■ **Work instruction**
Could the data below please be reproduced word for word, without the pictures?

Segment Start: Records to use

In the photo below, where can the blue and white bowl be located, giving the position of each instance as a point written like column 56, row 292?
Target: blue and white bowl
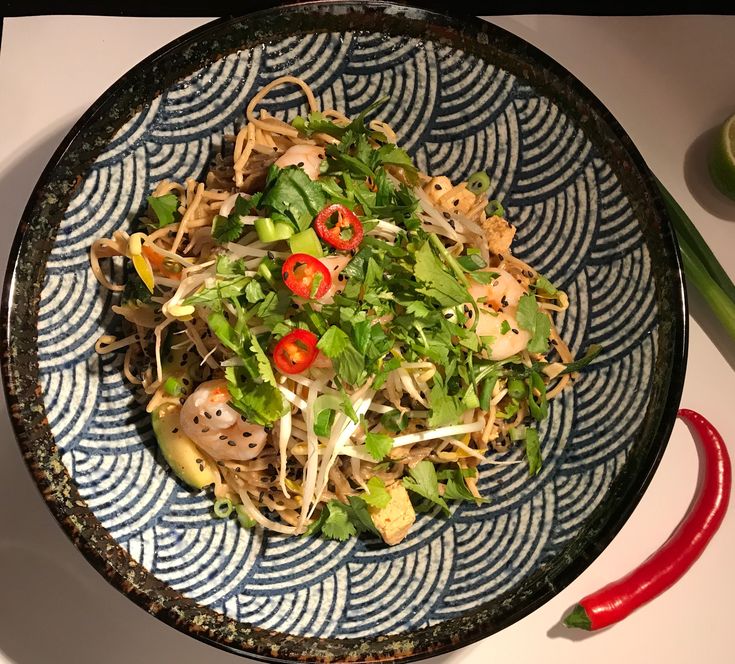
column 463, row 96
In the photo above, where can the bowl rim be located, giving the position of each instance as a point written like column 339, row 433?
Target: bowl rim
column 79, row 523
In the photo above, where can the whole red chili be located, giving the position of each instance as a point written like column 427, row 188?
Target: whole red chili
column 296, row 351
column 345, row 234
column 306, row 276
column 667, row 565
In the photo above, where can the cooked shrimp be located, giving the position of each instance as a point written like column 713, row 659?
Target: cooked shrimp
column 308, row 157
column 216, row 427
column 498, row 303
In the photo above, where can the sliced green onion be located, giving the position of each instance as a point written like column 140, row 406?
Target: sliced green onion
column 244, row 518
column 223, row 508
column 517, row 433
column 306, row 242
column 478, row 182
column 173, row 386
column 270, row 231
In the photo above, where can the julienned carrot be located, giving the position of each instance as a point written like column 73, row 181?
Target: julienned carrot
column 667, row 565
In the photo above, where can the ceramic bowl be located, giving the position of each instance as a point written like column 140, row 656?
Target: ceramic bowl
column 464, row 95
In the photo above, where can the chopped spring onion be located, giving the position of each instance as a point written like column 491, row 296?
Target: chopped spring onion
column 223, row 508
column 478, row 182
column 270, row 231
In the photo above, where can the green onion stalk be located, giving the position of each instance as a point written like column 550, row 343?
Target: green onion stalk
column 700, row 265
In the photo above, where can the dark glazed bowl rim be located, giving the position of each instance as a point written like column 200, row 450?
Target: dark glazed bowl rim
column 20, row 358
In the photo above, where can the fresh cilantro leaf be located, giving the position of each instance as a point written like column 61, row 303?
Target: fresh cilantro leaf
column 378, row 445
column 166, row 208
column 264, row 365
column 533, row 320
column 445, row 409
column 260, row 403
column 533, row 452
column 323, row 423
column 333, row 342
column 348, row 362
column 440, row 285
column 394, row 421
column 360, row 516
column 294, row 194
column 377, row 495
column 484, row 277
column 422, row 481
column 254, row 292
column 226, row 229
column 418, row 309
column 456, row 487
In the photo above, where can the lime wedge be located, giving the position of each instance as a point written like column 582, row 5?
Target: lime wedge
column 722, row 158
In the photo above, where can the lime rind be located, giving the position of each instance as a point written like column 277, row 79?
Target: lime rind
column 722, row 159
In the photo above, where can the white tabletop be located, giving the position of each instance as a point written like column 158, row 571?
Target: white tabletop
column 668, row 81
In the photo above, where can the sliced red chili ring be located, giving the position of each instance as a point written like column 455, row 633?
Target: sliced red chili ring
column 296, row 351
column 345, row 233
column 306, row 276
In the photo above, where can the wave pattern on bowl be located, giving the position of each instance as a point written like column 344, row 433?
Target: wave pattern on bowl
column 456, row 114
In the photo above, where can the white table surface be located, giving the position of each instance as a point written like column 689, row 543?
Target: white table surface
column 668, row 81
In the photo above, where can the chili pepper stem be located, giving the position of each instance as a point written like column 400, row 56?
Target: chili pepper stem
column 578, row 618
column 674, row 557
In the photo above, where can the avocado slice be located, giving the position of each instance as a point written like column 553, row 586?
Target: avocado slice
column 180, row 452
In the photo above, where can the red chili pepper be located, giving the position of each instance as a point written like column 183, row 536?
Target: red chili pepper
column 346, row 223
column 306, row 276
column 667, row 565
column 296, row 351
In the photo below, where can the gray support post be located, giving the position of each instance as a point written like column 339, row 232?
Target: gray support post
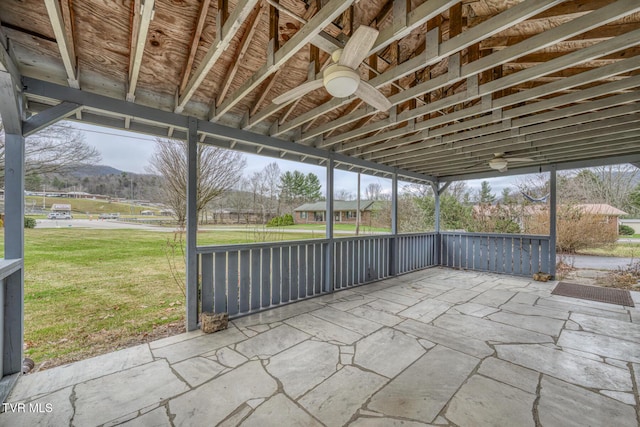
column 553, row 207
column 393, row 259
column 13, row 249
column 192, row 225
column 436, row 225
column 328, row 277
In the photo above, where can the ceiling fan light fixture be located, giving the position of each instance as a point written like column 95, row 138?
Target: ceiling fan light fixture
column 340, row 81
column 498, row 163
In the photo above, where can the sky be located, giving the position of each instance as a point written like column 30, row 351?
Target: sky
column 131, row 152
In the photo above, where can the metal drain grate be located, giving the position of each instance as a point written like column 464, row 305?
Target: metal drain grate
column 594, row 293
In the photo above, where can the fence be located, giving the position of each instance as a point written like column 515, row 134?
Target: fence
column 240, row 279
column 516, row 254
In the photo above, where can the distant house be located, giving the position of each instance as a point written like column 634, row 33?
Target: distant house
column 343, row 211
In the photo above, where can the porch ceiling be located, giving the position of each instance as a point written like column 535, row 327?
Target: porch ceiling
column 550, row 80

Segment End: Records to use

■ **Response**
In the photo below, where can the blue and white bowl be located, giving the position of each instance as a point written like column 56, row 292?
Target: blue and white bowl
column 463, row 96
In the photo above, where can the bowl rim be located, giving the position of each instance as a point written like column 339, row 433?
Target: bowl rim
column 79, row 523
In the photo above, where can the whole red chili be located, giving the position of each instance as a point written like column 427, row 188?
Target: whole red chili
column 296, row 351
column 345, row 234
column 306, row 276
column 667, row 565
In the photo above, where can the cooked shrimp be located, giving the position of each instance as a point written like column 713, row 659?
Target: cooked shrimp
column 308, row 157
column 216, row 427
column 498, row 303
In the photo above, where can the sliced green onion be located, giving the position of each instance as a point written like column 140, row 406?
Target: sliced green onion
column 244, row 518
column 223, row 508
column 517, row 433
column 306, row 242
column 478, row 182
column 173, row 386
column 270, row 231
In the photo above, where can the julienned carrot be located, giving the position of each instance as a point written like column 73, row 181?
Target: julienned carrot
column 667, row 565
In the photo above, where can the ceramic bowl be located, giving the position of each instance as a point written like column 140, row 656?
Target: ceramic bowl
column 464, row 95
In the photo above, where can the chopped spring onion be located, giving the position of each instance as a point written like column 491, row 296?
Target: chopped spring onion
column 223, row 508
column 478, row 182
column 270, row 231
In the photo above, where can the green onion stalk be located, giving the position of each instance as a point written like column 550, row 343?
Target: green onion stalk
column 700, row 265
In the photo above, where can the dark glazed bowl rim be located, giving the position of each instance as a point written like column 200, row 450?
Target: dark glazed bowl rim
column 20, row 358
In the photo above, where can the fresh cilantro leaf be located, giving the position of each instance as a point written like column 61, row 303?
Target: fresh cilantro leaf
column 378, row 445
column 166, row 208
column 264, row 365
column 533, row 320
column 445, row 409
column 260, row 403
column 533, row 452
column 323, row 423
column 333, row 342
column 348, row 362
column 440, row 285
column 394, row 421
column 360, row 516
column 294, row 194
column 377, row 495
column 484, row 277
column 422, row 481
column 254, row 292
column 226, row 229
column 418, row 309
column 456, row 487
In the photo above, where can the lime wedge be located, giving the position of each instance as a point written like column 582, row 5?
Target: lime wedge
column 722, row 158
In the photo above, where can the lime rind be located, giving the position of each instance as a point written like column 277, row 79?
Target: lime rind
column 722, row 159
In the photo above, where can the white tabletop be located, giving the position of each instance as a point written like column 158, row 571?
Target: white tabletop
column 668, row 81
In the photo above, where can the sliced red chili ring be located, giving the position of each instance as a point written like column 455, row 633?
Target: sliced red chili ring
column 296, row 351
column 345, row 233
column 306, row 276
In the photo above, where can the wave pattern on bowl be located, giving the position of each instance as a point written like column 344, row 433?
Target: wave pattern on bowl
column 456, row 114
In the photo above, where can the white table surface be located, giving the position of each instance as a point written like column 689, row 543?
Target: white table surface
column 668, row 81
In the photo above, where can the chili pepper stem be located, giving the position of each instance as a point written like column 400, row 56?
Target: chili pepper stem
column 578, row 618
column 674, row 557
In the photo above, where can the avocado slice be located, giving the position of each instance as a point written like column 553, row 586?
Target: avocado slice
column 180, row 452
In the photo above, where can the red chili pepper be located, giving the position of each instance as a point written like column 183, row 536?
Target: red chili pepper
column 346, row 223
column 306, row 276
column 667, row 565
column 296, row 351
In the photo below, where can the gray support post be located, giving the position of each instance as a point written like column 339, row 232?
Target: gray support post
column 553, row 207
column 393, row 259
column 13, row 249
column 192, row 225
column 436, row 225
column 328, row 277
In the photo above, where can the ceiling fan light fixture be located, giving the position of each instance as a point written like column 95, row 138?
Target: ceiling fan light fixture
column 340, row 81
column 498, row 163
In the photo above, where can the sky be located, giving the position of each instance as a point written like column 30, row 351?
Target: sky
column 131, row 152
In the photo above, where can the metal drain grate be located, giving the position of each instance as a point written like column 464, row 305?
Target: metal drain grate
column 594, row 293
In the photo above, where can the fence be located, giving the position of each instance as a point written like column 515, row 134?
Target: fence
column 240, row 279
column 516, row 254
In the photo above, where can the distant house be located, giving the position of each instance as a point written like column 634, row 33?
Target: distant house
column 343, row 211
In the photo above, where can the porch ceiling be located, giving the position of each instance as a point written like column 535, row 327?
Target: porch ceiling
column 550, row 80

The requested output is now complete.